• [WHAT IS ASKED]
1. Copy out the passage of the Burundi economy article between "Posted  Thursday, February" and "the national Treasury.", inclusive.
2. Extend the article on Burundi's economic crisis, picking up right after its final sentence.

By DÉSIRÉ NIMUBONA, IRIN

Posted  Thursday, February 25   2016 at  20:07

In Summary

  • Annual GDP growth for 2015 was -7.2 per cent, and it is set to fall further with insecurity, a deteriorating business climate and tense relations with donors weighing on the national Treasury.
  • The 2016 budget shows a fall in government spending of more than 46 per cent, according to economist Léonce Sinzinkayo.
  • Revenue has plunged by $14.3 million, with the budget deficit now at $891 million.

The crisis that erupted in Burundi in April 2015 following President Pierre Nkurunziza’s decision to seek a controversial third term has claimed more than 400 lives and caused more than 230,000 people to flee the country, according to the United Nations.

But it isn’t just citizens who have suffered — the economy is in a bad way too.

Alexandre Nyabenda works as a trader in a shop in Cibitoke, one of the so-called contested areas of the capital Bujumbura, which are really just the hotbeds of opposition to Nkurunziza that have seen most political unrest.

Nyabenda, who has been working there for the past six years, said that trade had really suffered as a result of the instability.

“Before the crisis … I was taking in around 120,000 francs ($76 dollars) of revenue each day,” he said. “Since April 2015, just to get 40,000 francs ($25) a day has been a real struggle.”

The fall is explained by the fact that so many customers fled the country as Burundi descended into violence. Those who have stayed don’t have the same purchasing power so the quantity of goods sold has markedly declined.

“A father who was buying two kilos of rice and two kilos of beans every day to feed his five children and his wife is now buying only half a kilo because his domestic helper, his wife and his children have fled into exile,” explained Nyabenda.

Things are even worse for Sinkazi Kevin, 32, a coal seller in Cibitoke who has gone practically bankrupt due to the tough times.

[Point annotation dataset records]
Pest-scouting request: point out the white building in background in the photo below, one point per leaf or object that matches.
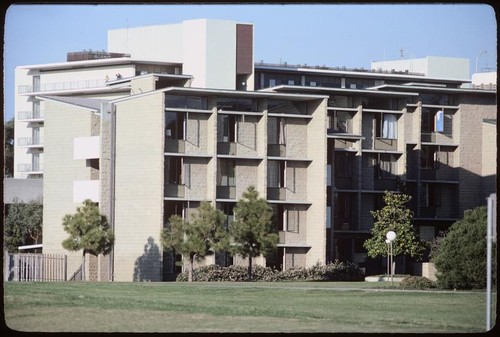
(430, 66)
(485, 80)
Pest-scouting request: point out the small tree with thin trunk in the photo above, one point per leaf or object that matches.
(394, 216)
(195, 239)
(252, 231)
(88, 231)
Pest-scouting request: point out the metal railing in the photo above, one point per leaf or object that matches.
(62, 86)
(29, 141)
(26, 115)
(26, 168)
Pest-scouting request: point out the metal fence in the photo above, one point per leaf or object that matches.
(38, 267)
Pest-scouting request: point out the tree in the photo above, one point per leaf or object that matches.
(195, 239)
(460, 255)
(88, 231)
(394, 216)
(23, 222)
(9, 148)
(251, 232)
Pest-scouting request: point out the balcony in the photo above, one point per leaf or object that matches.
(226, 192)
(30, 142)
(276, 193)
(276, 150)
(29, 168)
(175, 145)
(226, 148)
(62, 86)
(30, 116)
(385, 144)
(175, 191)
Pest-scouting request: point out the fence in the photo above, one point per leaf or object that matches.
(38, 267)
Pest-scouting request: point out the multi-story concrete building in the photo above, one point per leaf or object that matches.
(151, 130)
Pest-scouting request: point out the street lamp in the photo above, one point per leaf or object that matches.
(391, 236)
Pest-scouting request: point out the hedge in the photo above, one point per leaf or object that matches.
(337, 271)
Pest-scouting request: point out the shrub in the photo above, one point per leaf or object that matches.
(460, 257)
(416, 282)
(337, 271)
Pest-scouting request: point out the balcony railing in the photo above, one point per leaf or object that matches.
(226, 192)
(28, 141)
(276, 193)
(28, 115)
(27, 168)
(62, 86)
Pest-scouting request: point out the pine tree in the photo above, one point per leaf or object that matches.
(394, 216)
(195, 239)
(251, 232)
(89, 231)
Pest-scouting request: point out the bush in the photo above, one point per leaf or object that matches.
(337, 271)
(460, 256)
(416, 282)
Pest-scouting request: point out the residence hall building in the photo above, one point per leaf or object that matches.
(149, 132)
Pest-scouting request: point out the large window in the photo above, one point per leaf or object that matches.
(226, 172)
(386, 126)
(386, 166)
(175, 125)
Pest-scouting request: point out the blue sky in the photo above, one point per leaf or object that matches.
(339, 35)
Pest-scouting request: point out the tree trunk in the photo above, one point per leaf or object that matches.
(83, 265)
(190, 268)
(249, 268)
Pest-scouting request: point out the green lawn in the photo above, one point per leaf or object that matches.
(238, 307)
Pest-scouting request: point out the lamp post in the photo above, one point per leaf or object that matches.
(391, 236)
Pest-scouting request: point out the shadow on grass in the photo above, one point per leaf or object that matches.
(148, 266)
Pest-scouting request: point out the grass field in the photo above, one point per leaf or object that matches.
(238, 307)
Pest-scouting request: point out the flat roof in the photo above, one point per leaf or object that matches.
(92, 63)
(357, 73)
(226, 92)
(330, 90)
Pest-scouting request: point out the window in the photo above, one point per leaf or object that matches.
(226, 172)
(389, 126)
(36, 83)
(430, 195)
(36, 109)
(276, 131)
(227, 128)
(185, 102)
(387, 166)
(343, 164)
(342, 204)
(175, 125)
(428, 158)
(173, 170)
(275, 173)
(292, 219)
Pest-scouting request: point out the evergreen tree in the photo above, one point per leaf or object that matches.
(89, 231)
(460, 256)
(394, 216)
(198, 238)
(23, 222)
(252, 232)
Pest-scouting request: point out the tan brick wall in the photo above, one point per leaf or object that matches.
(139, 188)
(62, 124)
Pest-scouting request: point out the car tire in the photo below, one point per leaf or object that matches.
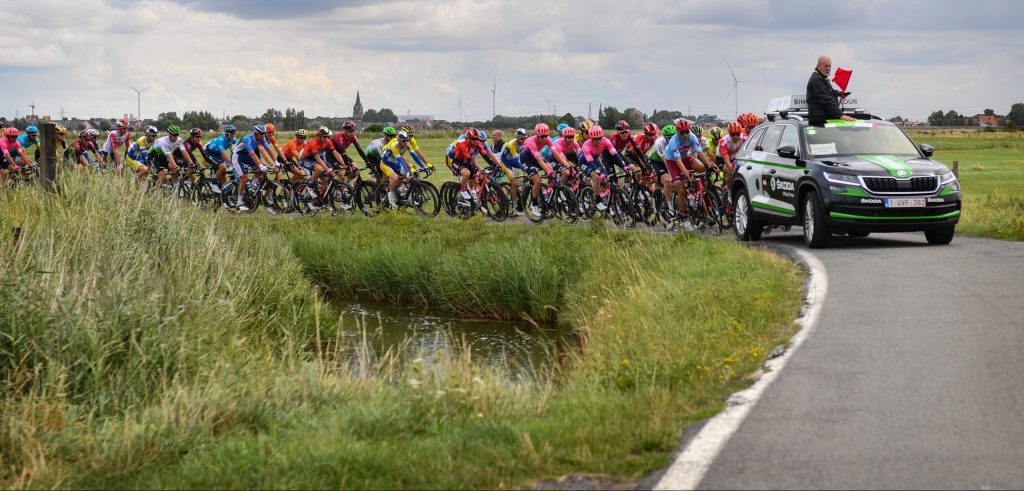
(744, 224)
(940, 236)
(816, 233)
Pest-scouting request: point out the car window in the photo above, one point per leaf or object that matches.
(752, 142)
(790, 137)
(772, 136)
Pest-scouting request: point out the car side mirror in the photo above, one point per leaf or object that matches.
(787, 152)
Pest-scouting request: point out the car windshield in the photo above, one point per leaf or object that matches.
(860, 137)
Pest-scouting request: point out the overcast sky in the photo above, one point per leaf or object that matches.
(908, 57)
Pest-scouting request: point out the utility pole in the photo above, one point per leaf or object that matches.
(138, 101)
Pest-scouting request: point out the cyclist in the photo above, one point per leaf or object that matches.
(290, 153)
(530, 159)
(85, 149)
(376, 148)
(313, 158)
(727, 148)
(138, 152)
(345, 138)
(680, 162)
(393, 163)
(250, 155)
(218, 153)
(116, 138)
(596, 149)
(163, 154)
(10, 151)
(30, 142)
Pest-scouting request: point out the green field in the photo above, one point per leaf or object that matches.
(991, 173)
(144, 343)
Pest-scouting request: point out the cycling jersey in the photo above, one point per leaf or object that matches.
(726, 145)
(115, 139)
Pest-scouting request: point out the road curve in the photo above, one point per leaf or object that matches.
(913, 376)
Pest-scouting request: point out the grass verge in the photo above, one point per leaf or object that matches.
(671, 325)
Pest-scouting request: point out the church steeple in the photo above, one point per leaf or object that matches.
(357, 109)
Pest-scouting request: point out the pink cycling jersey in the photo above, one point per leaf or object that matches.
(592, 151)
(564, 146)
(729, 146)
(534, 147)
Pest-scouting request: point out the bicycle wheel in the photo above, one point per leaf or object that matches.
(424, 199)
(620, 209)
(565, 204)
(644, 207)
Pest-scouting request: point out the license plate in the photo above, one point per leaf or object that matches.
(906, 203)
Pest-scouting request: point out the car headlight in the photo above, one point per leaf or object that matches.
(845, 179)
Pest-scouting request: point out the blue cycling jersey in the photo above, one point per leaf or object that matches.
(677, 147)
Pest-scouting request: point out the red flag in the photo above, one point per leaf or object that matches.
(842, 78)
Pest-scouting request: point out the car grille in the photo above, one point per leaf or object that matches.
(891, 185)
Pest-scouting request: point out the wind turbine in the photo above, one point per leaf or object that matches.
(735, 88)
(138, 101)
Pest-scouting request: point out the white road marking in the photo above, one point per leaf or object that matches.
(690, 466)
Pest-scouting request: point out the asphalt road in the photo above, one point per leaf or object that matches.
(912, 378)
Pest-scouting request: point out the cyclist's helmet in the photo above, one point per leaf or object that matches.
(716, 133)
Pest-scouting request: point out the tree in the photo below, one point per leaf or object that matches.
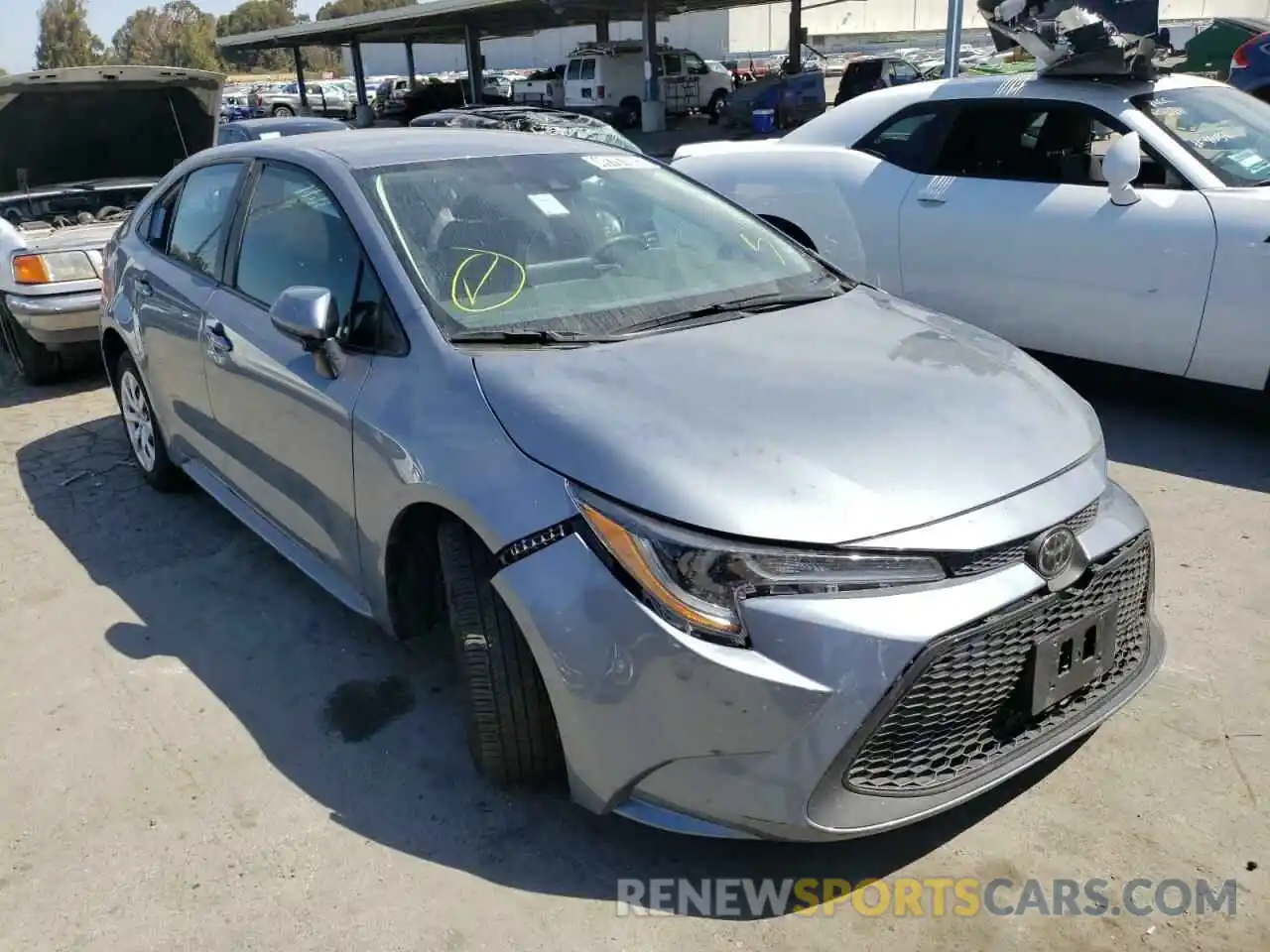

• [FINAL RESULTS]
1.
Posted  Thursday, February 25   2016 at  20:07

In Summary

  • Annual GDP growth for 2015 was -7.2 per cent, and it is set to fall further with insecurity, a deteriorating business climate and tense relations with donors weighing on the national Treasury.

2.
“Before this crisis I was selling at least six to 10 sacks of coal a day, but now I’m only selling one,” Kevin said, clearly angry. “There are no buyers! People have fled, and restaurant owners who were good potential clients before are hardly doing any business now, or have even closed their restaurants.”

Micheella Kanyana was forced to close her small restaurant in Cibitoke because the unrest and insecurity was too great to carry on.

“A grenade was thrown near my restaurant. I was already scared. Next, our customers, who were the motorcyclists, the taxi bike drivers, they stopped coming. And then our coal suppliers, our food suppliers were too scared to come to our area. This is why I closed my restaurant,” Kanyana said.

Scaling down

“I asked three restaurant workers that I had taken on to return home for fear of seeing them arrested or killed because they were all young,” she added.

Even the prestigious University of Burundi, the only academic institution in the country with resident accommodation is not immune from the economic crisis. It recently suspended providing breakfast for its boarding students.

“The price of beans has gone from 1,200 francs (76 cents) before the crisis to 1,800 francs ($1.15) today. Rice has gone from 1,100 francs to 1,700 francs a kilo,” said Anatole Nzinahora, head of the university management, explaining that they simply didn’t have the means now to feed students three times a day.